++++ Material provided ++++

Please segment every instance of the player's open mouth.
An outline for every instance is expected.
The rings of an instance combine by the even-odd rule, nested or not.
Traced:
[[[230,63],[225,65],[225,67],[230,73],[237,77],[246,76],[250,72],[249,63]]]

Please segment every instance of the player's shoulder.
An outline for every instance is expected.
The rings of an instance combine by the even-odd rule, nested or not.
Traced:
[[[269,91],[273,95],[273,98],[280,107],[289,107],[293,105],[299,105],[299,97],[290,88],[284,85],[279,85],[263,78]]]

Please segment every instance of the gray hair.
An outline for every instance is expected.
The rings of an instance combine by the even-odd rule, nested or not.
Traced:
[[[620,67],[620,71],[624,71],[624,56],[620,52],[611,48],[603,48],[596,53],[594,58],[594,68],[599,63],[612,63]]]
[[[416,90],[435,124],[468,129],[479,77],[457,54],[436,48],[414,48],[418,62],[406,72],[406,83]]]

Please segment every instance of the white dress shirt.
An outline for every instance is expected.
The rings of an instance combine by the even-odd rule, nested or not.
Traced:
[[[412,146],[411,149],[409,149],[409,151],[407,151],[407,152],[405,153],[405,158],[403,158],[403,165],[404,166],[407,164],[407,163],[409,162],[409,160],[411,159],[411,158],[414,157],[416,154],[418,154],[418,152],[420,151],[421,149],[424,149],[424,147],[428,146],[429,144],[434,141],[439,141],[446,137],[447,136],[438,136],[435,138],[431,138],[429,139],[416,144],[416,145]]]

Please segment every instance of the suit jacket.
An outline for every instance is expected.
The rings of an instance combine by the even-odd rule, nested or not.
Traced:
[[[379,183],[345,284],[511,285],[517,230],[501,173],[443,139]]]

++++

◆ **Objective**:
Collect every line of the listing above that contains the string "player", treating uppercase and lowercase as different.

◆ **Problem solution**:
Please segment every instance of the player's open mouth.
Please segment every instance of the player's shoulder.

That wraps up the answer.